[Dataset rows on where objects appear]
* Start *

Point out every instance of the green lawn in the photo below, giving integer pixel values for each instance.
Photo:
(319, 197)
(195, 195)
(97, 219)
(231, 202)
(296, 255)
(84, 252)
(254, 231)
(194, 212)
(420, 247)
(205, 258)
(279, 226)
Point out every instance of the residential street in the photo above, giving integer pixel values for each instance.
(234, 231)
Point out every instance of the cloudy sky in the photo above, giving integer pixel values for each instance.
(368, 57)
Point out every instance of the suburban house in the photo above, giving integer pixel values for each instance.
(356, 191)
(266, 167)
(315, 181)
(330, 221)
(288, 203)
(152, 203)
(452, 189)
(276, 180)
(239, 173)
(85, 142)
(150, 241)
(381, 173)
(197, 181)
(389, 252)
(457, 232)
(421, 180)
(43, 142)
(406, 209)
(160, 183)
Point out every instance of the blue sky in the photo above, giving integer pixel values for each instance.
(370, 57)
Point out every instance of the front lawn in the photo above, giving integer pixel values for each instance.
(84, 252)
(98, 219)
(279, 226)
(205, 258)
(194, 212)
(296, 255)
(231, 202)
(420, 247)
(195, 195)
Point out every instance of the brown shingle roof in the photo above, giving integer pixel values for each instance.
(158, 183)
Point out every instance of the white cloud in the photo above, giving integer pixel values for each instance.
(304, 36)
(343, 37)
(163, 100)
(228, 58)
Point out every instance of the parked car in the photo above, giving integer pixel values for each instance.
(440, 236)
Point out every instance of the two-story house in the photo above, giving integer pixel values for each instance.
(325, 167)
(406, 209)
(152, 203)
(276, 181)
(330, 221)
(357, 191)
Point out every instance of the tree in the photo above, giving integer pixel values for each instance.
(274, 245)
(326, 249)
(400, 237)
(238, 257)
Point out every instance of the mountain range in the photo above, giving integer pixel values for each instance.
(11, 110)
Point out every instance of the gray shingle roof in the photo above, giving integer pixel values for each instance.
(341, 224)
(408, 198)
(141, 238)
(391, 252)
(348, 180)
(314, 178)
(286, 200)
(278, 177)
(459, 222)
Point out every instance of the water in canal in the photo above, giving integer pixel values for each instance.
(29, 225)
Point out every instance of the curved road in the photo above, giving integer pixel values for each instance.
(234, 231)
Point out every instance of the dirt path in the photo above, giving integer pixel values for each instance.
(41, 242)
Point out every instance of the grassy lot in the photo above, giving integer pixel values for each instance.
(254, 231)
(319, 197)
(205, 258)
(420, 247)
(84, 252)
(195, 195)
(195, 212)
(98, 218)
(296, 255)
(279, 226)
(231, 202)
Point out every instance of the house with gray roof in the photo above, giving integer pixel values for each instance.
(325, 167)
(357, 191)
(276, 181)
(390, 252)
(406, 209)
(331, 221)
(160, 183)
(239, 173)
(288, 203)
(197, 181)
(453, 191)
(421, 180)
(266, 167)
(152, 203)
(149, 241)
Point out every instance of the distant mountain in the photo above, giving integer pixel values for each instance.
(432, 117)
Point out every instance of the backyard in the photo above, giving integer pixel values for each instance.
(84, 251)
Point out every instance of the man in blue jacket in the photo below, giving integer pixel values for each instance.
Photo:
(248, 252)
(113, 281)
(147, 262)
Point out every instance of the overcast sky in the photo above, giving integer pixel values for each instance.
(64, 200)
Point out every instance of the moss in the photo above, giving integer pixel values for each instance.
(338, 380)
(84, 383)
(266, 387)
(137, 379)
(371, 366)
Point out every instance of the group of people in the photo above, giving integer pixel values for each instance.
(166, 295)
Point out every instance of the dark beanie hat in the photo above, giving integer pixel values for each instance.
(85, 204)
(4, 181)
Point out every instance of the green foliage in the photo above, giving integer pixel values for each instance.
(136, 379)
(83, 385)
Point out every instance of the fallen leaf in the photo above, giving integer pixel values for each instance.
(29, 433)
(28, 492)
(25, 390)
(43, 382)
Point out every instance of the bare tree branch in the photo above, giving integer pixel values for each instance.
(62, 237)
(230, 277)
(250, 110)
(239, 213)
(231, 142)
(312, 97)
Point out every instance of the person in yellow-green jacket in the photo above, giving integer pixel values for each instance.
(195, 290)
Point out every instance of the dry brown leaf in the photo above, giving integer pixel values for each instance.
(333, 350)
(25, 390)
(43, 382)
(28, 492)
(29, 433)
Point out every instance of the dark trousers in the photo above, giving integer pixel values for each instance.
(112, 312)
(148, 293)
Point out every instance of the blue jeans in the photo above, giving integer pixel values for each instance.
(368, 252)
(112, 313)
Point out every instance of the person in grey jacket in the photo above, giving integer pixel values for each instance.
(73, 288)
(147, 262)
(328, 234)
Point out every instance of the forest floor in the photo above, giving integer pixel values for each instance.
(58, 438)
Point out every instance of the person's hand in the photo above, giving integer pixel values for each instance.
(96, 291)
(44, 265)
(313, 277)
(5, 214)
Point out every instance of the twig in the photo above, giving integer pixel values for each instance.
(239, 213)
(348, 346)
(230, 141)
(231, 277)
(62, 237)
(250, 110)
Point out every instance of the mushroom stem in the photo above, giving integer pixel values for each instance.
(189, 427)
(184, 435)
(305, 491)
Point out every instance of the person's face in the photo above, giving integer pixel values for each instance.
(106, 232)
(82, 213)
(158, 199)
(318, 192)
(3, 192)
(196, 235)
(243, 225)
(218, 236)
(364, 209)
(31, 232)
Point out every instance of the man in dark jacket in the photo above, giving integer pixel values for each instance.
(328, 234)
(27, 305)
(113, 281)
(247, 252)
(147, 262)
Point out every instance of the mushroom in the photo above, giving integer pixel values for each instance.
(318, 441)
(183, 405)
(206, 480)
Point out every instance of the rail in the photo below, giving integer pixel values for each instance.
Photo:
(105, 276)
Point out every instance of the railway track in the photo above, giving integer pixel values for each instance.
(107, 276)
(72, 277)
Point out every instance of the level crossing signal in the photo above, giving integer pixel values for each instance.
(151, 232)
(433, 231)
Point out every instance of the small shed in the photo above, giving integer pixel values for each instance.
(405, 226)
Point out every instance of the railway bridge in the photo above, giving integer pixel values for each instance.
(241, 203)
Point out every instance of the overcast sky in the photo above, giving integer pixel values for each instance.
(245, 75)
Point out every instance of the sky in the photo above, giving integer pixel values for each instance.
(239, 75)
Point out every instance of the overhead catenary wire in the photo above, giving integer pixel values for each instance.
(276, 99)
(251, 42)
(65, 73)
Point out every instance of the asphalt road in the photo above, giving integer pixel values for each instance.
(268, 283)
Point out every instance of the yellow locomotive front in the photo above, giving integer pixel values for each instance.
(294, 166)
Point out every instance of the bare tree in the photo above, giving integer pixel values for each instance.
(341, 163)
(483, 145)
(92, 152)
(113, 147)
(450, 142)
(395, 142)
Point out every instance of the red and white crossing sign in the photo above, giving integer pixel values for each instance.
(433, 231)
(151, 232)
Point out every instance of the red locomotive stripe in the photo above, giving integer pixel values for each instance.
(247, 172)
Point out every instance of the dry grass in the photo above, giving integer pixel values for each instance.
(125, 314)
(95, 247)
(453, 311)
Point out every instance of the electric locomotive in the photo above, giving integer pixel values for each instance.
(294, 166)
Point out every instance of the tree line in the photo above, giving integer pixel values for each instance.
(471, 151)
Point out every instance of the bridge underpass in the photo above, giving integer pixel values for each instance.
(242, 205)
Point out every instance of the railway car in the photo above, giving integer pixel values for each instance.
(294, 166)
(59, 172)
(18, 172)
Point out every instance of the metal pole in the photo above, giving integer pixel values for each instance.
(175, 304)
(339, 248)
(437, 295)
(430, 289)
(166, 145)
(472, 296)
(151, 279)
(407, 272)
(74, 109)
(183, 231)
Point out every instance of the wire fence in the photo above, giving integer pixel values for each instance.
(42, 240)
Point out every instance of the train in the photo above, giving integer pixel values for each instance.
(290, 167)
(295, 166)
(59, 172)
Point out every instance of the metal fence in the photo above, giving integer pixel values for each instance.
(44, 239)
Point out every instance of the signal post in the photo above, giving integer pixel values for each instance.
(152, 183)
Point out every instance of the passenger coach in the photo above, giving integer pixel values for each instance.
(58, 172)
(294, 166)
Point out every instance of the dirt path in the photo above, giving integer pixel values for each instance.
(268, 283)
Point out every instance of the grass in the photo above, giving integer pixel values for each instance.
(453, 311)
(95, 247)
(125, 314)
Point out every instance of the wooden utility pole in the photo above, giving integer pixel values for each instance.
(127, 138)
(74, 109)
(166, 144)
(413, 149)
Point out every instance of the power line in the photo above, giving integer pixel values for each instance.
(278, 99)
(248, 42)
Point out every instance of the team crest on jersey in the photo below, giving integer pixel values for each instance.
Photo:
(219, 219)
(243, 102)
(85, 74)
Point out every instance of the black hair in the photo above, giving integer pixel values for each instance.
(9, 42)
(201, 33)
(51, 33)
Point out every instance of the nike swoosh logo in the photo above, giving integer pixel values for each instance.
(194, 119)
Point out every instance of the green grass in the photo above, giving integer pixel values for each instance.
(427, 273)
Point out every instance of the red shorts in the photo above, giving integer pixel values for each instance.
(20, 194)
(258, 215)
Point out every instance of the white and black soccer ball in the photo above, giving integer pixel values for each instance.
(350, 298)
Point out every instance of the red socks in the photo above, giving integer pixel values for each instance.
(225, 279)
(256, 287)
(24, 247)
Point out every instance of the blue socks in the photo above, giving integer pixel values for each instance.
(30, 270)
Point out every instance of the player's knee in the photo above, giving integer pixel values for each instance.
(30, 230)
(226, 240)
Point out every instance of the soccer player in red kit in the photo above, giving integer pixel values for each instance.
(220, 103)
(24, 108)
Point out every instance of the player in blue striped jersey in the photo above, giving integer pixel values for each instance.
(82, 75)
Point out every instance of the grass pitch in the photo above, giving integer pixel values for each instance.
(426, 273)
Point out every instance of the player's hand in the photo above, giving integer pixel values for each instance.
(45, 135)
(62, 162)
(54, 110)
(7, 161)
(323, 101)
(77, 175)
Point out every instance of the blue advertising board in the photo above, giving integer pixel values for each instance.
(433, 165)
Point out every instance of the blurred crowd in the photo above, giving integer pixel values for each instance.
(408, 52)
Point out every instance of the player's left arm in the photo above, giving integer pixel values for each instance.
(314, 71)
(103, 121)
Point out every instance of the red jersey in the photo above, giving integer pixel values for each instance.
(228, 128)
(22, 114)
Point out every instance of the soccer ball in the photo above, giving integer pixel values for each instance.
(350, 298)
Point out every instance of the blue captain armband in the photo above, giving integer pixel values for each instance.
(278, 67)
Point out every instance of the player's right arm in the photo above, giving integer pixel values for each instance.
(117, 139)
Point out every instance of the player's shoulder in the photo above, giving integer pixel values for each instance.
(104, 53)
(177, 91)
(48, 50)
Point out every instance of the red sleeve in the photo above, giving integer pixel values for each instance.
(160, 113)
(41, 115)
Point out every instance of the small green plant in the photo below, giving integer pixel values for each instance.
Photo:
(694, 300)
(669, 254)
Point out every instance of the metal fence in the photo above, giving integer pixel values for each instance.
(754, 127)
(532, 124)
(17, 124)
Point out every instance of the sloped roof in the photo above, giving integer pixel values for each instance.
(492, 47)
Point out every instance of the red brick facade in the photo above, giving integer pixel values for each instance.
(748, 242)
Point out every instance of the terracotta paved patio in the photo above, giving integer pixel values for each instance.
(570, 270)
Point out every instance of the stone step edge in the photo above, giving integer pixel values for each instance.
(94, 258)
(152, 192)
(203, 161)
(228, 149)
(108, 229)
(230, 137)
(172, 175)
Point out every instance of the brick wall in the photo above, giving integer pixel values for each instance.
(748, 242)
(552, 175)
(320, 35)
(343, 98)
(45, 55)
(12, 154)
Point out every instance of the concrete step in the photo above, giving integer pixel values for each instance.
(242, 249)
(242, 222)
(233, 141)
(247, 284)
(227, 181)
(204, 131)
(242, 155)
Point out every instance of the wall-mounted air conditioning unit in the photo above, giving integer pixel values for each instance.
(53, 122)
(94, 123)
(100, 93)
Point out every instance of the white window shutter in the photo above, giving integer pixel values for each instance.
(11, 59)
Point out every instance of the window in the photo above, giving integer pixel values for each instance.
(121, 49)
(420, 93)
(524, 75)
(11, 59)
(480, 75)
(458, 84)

* End *

• Request:
Only the lines from the one containing "Point out every instance of the wall-mounted" to the end of the listing belong in the output, each reproduced exactly.

• Reply to the exercise:
Point out every instance of the wall-mounted air conditioning unit in the photo above, giving integer pixel values for each instance.
(53, 122)
(94, 123)
(100, 93)
Point out every instance of the white window shutter in the photo above, giving integer pixel values for each instance.
(11, 59)
Point out every instance of the window in the photo above, giving integer pixel values for each instance.
(121, 49)
(420, 93)
(524, 75)
(11, 59)
(480, 75)
(458, 84)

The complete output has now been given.